DOCUMENT PASSAGE START
A sustainability-linked bond (SLB) is a new form of green financing in which companies issue a debt instrument with the intent of raising financing tied to achieving a predefined KPI (key performance indicator) or set of KPIs over the duration of the bond maturity. What is unique, however, about SLBs is that they open up the sustainable debt field to all companies, regardless of sector or resources and can be used for general purpose – not explicitly for environmental expenditures.
For example, if an issuer is looking to raise debt to achieve a large-scale reduction in carbon emissions, they can issue an SLB linked to a predetermined KPI over the maturity of the bond at a discounted coupon rate (or cost) that will ratchet up or down depending on whether or not they have reached the set target. This enables an issuer to achieve a cheaper cost of debt or “greenium” from investors in exchange for following through on the KPI targets. We’re also seeing companies use the sustainability-linked KPI framework around broader ESG commitments – not just environmental targets. Earlier this year, the Carlyle Group linked a $4.6 billion credit facility to KPIs to increasing board diversity.
DOCUMENT PASSAGE END
LISTED RECORDS START
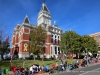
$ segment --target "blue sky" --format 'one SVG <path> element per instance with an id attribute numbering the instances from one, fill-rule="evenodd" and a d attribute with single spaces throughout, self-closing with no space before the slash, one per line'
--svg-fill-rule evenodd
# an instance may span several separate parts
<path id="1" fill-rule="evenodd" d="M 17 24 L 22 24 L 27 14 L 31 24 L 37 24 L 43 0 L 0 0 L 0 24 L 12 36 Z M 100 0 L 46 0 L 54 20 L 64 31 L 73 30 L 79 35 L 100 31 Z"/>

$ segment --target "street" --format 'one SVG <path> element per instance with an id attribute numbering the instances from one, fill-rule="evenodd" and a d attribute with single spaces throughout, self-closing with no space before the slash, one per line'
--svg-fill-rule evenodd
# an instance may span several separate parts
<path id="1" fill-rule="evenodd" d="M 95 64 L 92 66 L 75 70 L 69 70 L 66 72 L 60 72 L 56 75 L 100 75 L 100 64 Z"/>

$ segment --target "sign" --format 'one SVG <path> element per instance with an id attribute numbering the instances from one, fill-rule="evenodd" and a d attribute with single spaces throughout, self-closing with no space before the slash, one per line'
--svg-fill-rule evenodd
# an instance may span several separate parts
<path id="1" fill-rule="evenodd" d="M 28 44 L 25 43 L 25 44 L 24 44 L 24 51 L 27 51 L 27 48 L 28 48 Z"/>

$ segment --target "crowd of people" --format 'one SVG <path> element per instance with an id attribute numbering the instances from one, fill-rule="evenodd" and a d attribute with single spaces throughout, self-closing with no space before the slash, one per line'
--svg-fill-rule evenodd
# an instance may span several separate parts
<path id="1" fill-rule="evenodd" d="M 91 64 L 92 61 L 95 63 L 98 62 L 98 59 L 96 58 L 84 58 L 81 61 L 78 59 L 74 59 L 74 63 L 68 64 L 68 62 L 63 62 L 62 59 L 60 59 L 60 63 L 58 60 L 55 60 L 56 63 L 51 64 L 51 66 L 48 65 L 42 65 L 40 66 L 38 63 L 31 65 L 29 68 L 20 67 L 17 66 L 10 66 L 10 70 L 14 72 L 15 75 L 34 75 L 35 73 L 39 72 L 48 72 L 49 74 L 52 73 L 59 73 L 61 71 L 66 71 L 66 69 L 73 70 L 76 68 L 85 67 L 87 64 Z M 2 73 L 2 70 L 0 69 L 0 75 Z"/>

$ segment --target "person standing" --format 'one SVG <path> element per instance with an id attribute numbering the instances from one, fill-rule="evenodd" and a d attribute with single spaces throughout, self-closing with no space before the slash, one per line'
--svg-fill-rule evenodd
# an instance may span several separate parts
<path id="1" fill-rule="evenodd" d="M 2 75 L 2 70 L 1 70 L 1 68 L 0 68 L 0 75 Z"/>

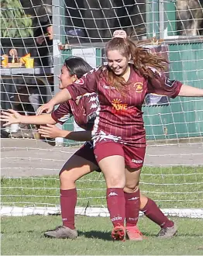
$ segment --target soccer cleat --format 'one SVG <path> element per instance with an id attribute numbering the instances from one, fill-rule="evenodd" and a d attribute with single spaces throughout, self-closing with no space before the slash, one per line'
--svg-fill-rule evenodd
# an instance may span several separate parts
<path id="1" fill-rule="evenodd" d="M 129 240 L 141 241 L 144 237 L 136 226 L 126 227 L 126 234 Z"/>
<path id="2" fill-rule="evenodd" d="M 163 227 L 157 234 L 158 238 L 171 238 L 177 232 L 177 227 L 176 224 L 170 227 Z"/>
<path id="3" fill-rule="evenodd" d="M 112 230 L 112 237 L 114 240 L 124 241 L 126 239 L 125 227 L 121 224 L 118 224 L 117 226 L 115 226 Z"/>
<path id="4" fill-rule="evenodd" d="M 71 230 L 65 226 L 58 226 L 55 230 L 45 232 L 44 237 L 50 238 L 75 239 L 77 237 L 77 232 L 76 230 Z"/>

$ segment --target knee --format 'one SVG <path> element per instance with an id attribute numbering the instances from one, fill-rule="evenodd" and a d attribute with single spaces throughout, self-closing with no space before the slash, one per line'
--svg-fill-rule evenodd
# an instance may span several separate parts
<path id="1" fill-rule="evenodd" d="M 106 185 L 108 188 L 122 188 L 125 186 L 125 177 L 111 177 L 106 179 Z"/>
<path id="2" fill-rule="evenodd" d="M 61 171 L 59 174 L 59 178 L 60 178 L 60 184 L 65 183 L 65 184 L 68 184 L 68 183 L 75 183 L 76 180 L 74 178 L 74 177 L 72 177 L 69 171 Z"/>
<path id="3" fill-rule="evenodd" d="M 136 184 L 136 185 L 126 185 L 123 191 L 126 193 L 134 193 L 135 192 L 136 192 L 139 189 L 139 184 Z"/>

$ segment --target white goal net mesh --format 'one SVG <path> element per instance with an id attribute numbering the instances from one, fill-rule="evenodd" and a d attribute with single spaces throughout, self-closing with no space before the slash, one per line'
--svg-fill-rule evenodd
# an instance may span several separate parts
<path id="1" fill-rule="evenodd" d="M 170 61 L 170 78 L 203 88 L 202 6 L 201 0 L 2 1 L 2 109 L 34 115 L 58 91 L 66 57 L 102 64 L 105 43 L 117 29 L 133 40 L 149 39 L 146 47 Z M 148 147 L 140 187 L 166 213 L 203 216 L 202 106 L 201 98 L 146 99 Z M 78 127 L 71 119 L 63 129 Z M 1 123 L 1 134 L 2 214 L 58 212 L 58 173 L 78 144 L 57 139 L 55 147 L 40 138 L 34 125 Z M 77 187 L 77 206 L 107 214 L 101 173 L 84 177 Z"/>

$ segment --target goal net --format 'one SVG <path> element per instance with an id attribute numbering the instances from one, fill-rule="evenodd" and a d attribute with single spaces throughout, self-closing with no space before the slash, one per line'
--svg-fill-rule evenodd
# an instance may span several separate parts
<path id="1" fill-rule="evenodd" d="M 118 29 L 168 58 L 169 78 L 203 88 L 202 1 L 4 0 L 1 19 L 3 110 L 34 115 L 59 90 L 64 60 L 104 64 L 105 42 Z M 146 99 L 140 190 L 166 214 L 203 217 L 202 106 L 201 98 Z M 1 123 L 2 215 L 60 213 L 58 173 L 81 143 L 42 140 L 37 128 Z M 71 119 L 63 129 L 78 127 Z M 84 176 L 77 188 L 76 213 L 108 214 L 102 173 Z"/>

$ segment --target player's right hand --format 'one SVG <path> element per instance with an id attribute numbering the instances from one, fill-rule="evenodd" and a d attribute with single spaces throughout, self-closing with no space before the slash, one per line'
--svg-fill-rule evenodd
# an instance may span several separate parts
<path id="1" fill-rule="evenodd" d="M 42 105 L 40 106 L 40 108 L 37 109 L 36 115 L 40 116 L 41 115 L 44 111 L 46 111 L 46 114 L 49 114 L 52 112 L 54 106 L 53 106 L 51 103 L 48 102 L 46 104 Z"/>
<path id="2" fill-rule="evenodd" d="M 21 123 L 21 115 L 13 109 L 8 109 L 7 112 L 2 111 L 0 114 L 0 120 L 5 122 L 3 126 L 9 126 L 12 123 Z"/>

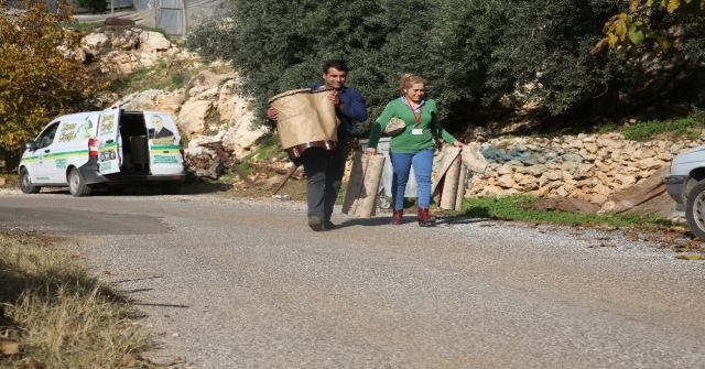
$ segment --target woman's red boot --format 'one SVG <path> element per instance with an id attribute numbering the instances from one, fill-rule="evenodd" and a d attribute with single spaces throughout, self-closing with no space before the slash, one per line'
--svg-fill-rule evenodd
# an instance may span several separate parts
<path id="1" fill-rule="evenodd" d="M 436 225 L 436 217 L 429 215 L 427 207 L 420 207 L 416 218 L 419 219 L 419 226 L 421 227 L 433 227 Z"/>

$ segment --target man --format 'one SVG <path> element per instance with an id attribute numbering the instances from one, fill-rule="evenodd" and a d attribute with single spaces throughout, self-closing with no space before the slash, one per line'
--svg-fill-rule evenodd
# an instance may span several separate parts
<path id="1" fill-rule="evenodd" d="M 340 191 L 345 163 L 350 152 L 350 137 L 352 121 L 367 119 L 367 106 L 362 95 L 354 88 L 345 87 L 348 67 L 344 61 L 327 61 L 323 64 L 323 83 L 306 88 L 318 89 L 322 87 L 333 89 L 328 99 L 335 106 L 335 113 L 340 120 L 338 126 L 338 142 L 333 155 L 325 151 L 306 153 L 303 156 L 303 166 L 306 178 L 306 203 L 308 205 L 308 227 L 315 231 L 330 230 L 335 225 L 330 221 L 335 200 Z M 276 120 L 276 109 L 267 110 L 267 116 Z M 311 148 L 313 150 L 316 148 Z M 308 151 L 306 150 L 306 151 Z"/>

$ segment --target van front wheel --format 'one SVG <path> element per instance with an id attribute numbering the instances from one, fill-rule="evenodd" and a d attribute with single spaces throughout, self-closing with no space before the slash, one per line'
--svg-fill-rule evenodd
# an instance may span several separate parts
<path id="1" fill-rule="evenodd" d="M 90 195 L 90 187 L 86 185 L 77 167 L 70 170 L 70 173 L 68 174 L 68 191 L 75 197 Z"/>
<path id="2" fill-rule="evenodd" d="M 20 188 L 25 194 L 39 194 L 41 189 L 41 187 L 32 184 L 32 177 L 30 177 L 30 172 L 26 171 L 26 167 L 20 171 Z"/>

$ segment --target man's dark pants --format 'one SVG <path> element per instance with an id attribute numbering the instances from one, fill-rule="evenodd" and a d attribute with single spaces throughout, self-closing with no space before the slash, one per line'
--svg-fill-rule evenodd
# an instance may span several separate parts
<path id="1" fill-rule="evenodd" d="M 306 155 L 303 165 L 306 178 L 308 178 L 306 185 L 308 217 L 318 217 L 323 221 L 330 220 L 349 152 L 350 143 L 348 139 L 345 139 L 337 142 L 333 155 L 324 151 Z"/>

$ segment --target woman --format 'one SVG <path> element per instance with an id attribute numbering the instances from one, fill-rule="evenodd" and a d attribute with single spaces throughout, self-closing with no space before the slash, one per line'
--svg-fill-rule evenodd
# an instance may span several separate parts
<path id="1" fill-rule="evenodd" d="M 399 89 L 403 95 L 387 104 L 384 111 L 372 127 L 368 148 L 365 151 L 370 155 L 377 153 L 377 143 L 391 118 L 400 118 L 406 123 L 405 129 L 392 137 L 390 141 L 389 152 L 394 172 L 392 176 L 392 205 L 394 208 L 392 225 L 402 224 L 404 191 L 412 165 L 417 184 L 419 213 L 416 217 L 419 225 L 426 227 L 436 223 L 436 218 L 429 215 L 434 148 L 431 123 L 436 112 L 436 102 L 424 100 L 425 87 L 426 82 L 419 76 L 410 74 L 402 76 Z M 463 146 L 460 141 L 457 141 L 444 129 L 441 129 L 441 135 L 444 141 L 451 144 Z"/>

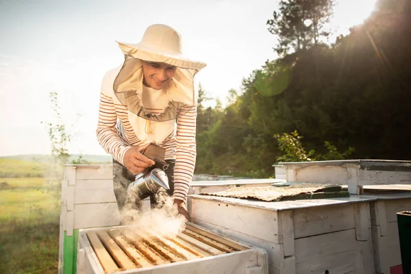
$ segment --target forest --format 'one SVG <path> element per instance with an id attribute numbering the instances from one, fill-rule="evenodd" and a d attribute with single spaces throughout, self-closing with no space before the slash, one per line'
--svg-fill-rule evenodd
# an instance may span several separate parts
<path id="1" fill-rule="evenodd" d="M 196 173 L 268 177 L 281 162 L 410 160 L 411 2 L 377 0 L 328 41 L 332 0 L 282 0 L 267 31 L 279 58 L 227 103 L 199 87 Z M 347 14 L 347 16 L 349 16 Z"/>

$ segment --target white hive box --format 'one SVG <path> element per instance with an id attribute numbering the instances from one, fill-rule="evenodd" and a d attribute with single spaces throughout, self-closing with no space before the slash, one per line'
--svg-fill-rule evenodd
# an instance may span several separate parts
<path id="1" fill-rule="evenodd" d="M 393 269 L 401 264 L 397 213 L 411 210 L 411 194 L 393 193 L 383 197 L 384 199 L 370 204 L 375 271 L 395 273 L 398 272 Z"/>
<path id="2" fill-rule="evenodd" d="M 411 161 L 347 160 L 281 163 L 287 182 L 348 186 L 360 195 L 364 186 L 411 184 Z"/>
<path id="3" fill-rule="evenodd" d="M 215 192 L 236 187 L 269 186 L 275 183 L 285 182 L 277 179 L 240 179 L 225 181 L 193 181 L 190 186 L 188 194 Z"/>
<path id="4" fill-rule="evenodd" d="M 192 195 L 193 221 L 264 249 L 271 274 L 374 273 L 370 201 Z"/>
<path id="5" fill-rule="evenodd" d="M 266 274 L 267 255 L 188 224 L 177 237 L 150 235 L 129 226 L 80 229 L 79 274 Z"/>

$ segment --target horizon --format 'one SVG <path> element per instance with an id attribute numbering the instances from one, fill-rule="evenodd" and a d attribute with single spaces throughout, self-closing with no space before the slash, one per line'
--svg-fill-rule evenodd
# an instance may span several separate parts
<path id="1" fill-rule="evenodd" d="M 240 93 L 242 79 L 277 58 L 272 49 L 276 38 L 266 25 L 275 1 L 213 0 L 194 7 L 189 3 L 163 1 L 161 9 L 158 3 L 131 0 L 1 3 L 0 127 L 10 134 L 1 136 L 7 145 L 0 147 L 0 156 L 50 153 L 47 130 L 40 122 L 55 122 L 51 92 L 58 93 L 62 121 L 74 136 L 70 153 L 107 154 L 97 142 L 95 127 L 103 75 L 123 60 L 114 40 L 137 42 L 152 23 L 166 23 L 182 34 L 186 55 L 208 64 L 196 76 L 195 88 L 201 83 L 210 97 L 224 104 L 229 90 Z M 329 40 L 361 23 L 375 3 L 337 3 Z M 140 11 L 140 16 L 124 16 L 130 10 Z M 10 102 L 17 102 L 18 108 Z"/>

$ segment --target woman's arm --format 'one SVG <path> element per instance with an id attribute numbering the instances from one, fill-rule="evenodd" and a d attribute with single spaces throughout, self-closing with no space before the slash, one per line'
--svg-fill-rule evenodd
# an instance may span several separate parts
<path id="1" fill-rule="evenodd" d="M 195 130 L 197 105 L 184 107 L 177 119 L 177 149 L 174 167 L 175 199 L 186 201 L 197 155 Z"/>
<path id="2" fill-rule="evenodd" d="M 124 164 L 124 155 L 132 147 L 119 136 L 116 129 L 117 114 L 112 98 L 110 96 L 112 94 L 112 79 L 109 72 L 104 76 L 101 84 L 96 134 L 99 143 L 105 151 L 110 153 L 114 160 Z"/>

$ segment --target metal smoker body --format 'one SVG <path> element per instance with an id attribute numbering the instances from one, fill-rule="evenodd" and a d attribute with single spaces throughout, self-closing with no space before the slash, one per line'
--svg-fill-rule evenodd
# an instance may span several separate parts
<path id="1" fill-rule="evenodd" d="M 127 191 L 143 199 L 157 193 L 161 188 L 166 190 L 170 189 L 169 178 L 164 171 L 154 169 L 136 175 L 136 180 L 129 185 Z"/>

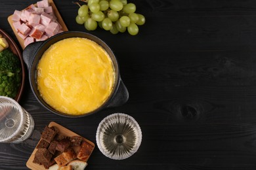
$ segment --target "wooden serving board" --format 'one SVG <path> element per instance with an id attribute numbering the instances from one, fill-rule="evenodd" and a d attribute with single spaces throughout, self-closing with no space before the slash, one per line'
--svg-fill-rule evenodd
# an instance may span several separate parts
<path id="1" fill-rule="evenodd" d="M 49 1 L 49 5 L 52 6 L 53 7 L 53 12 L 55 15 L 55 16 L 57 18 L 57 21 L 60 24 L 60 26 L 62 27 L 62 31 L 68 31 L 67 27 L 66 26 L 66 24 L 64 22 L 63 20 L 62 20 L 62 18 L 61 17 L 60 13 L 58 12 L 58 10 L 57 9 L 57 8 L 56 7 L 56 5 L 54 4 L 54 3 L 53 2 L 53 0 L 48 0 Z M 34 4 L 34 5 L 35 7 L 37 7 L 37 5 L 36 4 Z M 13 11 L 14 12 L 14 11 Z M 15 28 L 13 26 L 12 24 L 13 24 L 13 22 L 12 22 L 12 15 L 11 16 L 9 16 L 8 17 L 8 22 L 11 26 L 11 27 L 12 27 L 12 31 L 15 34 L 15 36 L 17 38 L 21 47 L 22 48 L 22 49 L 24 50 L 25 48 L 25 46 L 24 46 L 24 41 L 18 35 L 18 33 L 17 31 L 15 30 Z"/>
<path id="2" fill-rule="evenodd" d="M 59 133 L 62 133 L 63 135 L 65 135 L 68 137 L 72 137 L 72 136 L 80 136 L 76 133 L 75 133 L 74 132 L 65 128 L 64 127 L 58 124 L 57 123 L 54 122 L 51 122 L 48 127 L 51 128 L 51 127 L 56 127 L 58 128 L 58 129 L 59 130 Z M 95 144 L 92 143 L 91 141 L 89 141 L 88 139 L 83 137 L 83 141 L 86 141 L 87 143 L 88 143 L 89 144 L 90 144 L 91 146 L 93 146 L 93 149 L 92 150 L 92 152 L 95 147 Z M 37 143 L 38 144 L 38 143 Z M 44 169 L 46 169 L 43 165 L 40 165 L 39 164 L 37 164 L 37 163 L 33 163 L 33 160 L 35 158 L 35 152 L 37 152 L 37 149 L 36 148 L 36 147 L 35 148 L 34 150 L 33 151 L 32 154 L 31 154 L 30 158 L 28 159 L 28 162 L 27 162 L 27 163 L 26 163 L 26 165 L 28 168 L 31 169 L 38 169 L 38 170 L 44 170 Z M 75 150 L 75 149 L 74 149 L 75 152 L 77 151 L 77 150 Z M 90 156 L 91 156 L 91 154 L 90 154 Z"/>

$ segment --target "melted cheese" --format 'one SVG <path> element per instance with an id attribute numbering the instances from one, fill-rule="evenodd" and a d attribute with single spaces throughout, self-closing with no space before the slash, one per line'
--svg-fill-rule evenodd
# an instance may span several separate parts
LISTED RECORDS END
Quote everything in the sustainability-linked bond passage from "A sustainability-linked bond" down to "for environmental expenditures.". The items come from a source separate from the text.

A sustainability-linked bond (SLB) is a new form of green financing in which companies issue a debt instrument with the intent of raising financing tied to achieving a predefined KPI (key performance indicator) or set of KPIs over the duration of the bond maturity. What is unique, however, about SLBs is that they open up the sustainable debt field to all companies, regardless of sector or resources and can be used for general purpose – not explicitly for environmental expenditures.